Photo-based point labeling data

☆ ☆ ☆ ☆ ☆

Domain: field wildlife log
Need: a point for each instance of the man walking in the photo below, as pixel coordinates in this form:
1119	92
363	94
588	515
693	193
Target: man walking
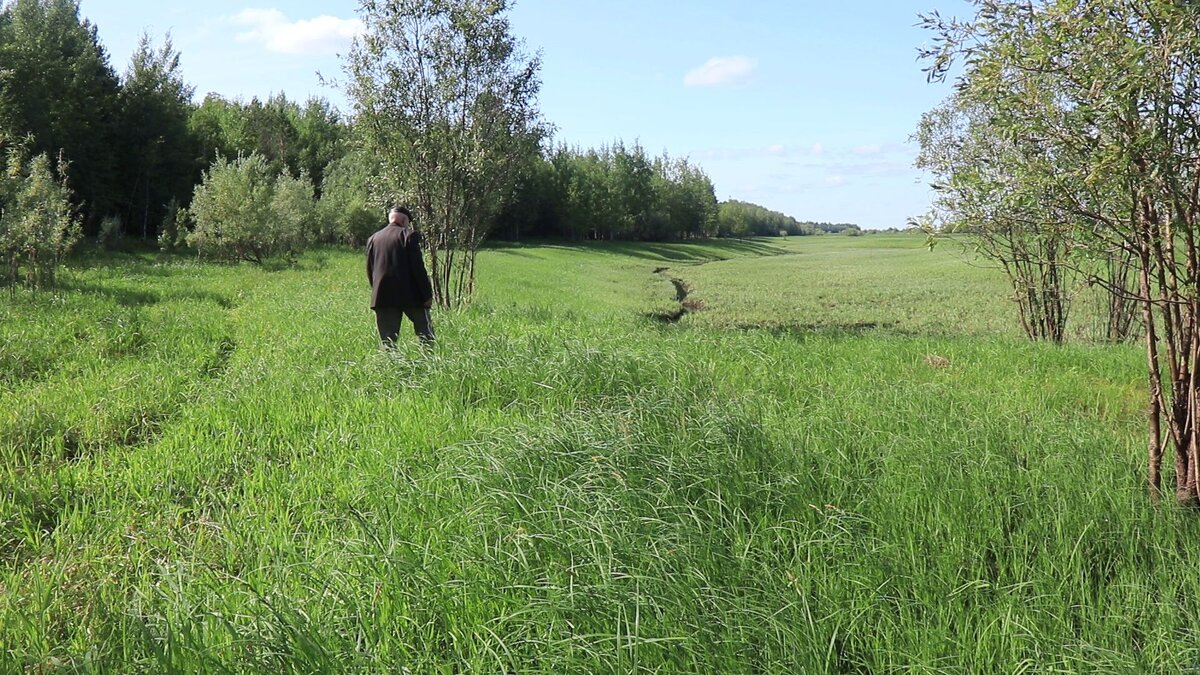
400	286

☆ ☆ ☆ ☆ ☆

What is expected: Please put every line of the entries above into a JSON list of strings, one string per line, with blank lines and the pictures left out.

Response to the exercise:
[
  "Domain: field wildlife log",
  "Need: a point for each instance of the man walking in the photo below, as pixel coordinates in this form:",
  "1119\t92",
  "363\t94",
  "588\t515",
  "693\t193",
  "Target: man walking",
  "400\t286"
]